* Begin Excerpted text *
Tracking/watching includes such techniques as:

1.  physical observation  (the most labor-intensive option -- which often involved 24/7 surveillance by a team of Agents; CPUSA "Smith Act" defendants were often surveilled on a regular basis).  In other cases, FBI Agents would just physically confirm that the targeted person was in their home or at their place of employment

2.  pretext phone calls  (the FBI created a training monograph for its employees to instruct them how to obtain desired information by pretending to be someone else so the targeted person would not know of the FBI's interest)

3.  pretext physical contacts  (such as an Agent visiting an employer to ask a question without identifying himself as an FBI Agent)

4.  contacts with informants or confidential sources who had daily direct knowledge about the targeted person's whereabouts and/or plans (often this would be co-workers or employees of the targeted person)
* End Excerpted text *
* Begin Dataset content *
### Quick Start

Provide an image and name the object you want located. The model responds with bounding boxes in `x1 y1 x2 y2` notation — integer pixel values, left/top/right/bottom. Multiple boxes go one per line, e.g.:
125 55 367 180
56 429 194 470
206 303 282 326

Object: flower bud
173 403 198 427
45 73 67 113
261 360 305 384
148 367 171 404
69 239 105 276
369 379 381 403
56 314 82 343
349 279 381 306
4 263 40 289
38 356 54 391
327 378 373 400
* End Dataset content *
* **Work to be completed**:
Resume the text on FBI tracking and watching techniques after its fourth numbered entry.

* **Written reply**:
5.  regular inquiries made with neighbors, and/or to postal employees, utility companies, credit reporting agencies -- to obtain desired information

NOTE:   These are just SOME of the techniques used.  Notice they all have a common-denominator, namely, they are pro-active measures taken by FBI employees (usually with a specific goal in mind) -- not just passively waiting for someone to contact the FBI to share information -- which might not even be pertinent to what the FBI wanted to know. 

In addition, FBI Agents would write regular memos to report what they had done and what information they developed about the targeted person (or organization) as opposed to waiting for some contact to occur and then merely summarizing what some person told them---and not even knowing if that information was accurate or not.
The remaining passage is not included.